---- Data for this task

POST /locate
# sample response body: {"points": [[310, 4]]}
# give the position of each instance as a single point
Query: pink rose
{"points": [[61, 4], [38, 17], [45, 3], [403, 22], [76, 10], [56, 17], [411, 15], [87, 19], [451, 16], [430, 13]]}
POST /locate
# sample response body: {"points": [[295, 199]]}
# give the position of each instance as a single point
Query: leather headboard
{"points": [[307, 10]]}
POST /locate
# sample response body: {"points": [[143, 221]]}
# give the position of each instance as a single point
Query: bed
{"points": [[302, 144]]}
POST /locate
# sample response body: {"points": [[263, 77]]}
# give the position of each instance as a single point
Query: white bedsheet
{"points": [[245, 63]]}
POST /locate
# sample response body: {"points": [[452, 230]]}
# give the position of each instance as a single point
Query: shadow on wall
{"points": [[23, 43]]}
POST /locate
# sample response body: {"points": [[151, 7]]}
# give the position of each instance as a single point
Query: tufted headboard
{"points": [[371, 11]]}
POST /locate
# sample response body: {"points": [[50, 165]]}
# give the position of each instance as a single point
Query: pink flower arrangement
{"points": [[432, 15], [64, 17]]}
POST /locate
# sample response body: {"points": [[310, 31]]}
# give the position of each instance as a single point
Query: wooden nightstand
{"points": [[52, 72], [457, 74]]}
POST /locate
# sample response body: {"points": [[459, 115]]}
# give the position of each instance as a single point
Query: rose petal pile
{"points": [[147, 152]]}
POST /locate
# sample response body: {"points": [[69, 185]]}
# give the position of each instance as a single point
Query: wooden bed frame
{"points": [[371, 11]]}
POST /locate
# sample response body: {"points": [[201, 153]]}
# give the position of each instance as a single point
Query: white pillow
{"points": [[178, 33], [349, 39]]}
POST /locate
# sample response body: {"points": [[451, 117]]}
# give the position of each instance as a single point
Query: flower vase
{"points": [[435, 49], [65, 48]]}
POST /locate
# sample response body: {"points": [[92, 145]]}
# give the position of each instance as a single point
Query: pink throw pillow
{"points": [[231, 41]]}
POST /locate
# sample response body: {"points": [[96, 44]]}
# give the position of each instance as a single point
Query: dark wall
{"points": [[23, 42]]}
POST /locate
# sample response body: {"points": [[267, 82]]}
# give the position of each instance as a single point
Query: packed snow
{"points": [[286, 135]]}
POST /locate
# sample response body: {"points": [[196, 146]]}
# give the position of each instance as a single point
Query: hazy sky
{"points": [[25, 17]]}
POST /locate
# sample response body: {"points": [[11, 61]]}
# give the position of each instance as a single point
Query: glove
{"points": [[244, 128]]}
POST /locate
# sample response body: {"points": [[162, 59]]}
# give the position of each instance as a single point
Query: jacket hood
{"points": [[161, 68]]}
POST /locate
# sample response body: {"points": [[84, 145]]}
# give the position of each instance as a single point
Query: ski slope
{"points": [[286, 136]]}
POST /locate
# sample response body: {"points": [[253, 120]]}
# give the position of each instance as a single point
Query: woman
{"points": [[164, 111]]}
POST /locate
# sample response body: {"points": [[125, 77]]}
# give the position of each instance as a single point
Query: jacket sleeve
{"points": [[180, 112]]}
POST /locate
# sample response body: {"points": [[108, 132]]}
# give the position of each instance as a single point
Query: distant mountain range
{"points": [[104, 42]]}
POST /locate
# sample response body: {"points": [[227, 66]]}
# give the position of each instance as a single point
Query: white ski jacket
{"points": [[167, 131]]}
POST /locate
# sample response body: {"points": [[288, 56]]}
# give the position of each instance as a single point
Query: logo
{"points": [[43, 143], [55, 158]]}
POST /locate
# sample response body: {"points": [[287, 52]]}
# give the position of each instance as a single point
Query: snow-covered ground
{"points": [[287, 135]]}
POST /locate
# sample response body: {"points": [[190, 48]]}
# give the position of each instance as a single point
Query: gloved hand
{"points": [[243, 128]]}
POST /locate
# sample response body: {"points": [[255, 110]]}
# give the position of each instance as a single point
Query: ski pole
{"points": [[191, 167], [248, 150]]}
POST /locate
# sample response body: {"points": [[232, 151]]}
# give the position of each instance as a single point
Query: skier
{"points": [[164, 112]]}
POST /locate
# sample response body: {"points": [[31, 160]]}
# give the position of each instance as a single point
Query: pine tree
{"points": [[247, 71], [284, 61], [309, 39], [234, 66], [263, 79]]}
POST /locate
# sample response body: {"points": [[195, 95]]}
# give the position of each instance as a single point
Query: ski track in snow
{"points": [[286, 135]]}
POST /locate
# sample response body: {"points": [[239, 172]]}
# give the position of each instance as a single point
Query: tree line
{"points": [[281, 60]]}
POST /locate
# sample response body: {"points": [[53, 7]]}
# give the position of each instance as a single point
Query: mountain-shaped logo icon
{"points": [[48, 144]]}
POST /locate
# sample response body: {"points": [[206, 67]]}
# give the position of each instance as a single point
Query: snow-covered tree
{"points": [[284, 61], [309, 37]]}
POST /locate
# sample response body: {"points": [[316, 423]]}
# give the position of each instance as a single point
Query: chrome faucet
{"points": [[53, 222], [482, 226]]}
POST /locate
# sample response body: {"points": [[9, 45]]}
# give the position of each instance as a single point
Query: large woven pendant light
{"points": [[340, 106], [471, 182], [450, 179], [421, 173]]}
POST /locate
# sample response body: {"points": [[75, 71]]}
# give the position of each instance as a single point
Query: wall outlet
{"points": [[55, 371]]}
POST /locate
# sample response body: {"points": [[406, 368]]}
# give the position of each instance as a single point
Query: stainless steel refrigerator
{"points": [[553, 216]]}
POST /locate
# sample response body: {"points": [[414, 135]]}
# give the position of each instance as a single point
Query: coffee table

--------

Each line above must be reproduced exactly as it stands.

* **Correct response**
POST /locate
# sample response body: {"points": [[310, 4]]}
# give the position of each instance as a single point
Query: pink rose
{"points": [[61, 4], [38, 17], [45, 3], [403, 22], [76, 10], [56, 17], [411, 15], [87, 19], [451, 16], [430, 13]]}
POST /locate
# sample response body: {"points": [[295, 199]]}
# give the position of each instance as a single point
Query: leather headboard
{"points": [[307, 10]]}
POST /locate
# sample response body: {"points": [[143, 221]]}
# give the position of each instance as a single point
Query: bed
{"points": [[302, 144]]}
POST /locate
# sample response body: {"points": [[263, 77]]}
# give the position of each instance as a single point
Query: white bedsheet
{"points": [[245, 63]]}
POST /locate
# sample response body: {"points": [[452, 230]]}
# give the position of each instance as a single point
Query: shadow on wall
{"points": [[23, 43]]}
POST /locate
# sample response body: {"points": [[151, 7]]}
# give the position of each instance as a single point
Query: tufted headboard
{"points": [[371, 11]]}
POST /locate
# sample response body: {"points": [[50, 165]]}
# give the position of each instance as a single point
Query: pink flower arrangement
{"points": [[432, 15], [64, 17]]}
POST /locate
# sample response body: {"points": [[310, 31]]}
# give the position of each instance as a single point
Query: wooden nightstand
{"points": [[52, 72], [457, 74]]}
POST /locate
# sample response body: {"points": [[459, 115]]}
# give the position of each instance as a single point
Query: rose petal pile
{"points": [[147, 152]]}
POST /locate
# sample response body: {"points": [[69, 185]]}
# give the position of each instance as a single point
Query: wooden bed frame
{"points": [[371, 11]]}
POST /locate
# sample response body: {"points": [[201, 153]]}
# give the position of each instance as a single point
Query: white pillow
{"points": [[178, 33], [349, 39]]}
POST /locate
# sample response body: {"points": [[451, 117]]}
# give the position of each instance as a single point
Query: flower vase
{"points": [[435, 49], [65, 48]]}
POST /locate
# sample response body: {"points": [[92, 145]]}
# give the position of each instance as a single point
Query: pink throw pillow
{"points": [[231, 41]]}
POST /locate
# sample response body: {"points": [[96, 44]]}
# give the position of each instance as a single point
Query: dark wall
{"points": [[23, 42]]}
POST /locate
# sample response body: {"points": [[267, 82]]}
# give the position of each instance as a single point
Query: packed snow
{"points": [[286, 135]]}
POST /locate
# sample response body: {"points": [[196, 146]]}
# give the position of each instance as a single point
Query: hazy sky
{"points": [[25, 17]]}
POST /locate
# sample response body: {"points": [[11, 61]]}
# give the position of each instance as a single point
Query: glove
{"points": [[244, 128]]}
POST /locate
# sample response body: {"points": [[162, 59]]}
# give the position of each instance as a single point
Query: jacket hood
{"points": [[161, 68]]}
POST /locate
# sample response body: {"points": [[84, 145]]}
# give the position of each instance as a single point
Query: ski slope
{"points": [[286, 136]]}
POST /locate
# sample response body: {"points": [[253, 120]]}
# give the position of each instance as a single point
Query: woman
{"points": [[164, 111]]}
POST /locate
# sample response body: {"points": [[125, 77]]}
# give the position of each instance as a single point
Query: jacket sleeve
{"points": [[180, 112]]}
POST /locate
# sample response body: {"points": [[108, 132]]}
# give the position of each instance as a single point
Query: distant mountain range
{"points": [[104, 42]]}
POST /locate
# sample response body: {"points": [[227, 66]]}
# give the position of each instance as a single point
Query: white ski jacket
{"points": [[167, 131]]}
POST /locate
# sample response body: {"points": [[288, 56]]}
# give the position of each instance as a single point
Query: logo
{"points": [[43, 143], [55, 158]]}
POST /locate
# sample response body: {"points": [[287, 52]]}
# give the position of each instance as a single point
Query: snow-covered ground
{"points": [[287, 135]]}
POST /locate
# sample response body: {"points": [[190, 48]]}
# give the position of each instance as a single point
Query: gloved hand
{"points": [[243, 128]]}
POST /locate
# sample response body: {"points": [[255, 110]]}
# give the position of each instance as a single point
Query: ski pole
{"points": [[191, 167], [248, 150]]}
POST /locate
# sample response body: {"points": [[232, 151]]}
# give the position of each instance as a single point
Query: skier
{"points": [[164, 112]]}
POST /locate
# sample response body: {"points": [[31, 160]]}
# give the position of each instance as a single point
Query: pine tree
{"points": [[247, 71], [284, 61], [309, 39], [234, 66], [263, 79]]}
POST /locate
# sample response body: {"points": [[195, 95]]}
# give the position of each instance as a single point
Query: ski track in snow
{"points": [[286, 135]]}
POST /locate
# sample response body: {"points": [[239, 172]]}
# give the position of each instance as a single point
Query: tree line
{"points": [[281, 60]]}
POST /locate
# sample response body: {"points": [[53, 7]]}
# give the position of each instance as a single point
Query: mountain-shaped logo icon
{"points": [[48, 144]]}
POST /locate
# sample response body: {"points": [[206, 67]]}
# give the position of each instance as a single point
Query: snow-covered tree
{"points": [[284, 61], [309, 37]]}
POST /locate
# sample response body: {"points": [[316, 423]]}
# give the position of each instance as a single point
Query: chrome faucet
{"points": [[53, 222], [482, 226]]}
POST /locate
# sample response body: {"points": [[9, 45]]}
# give the position of each instance as a single point
Query: large woven pendant light
{"points": [[340, 106], [471, 182], [450, 179], [421, 173]]}
POST /locate
# sample response body: {"points": [[75, 71]]}
# give the position of each instance as a single point
Query: wall outlet
{"points": [[55, 371]]}
POST /locate
# sample response body: {"points": [[406, 368]]}
# give the position of each instance as a single point
Query: stainless steel refrigerator
{"points": [[553, 216]]}
POST /locate
# sample response body: {"points": [[414, 135]]}
# give the position of each instance as a single point
Query: coffee table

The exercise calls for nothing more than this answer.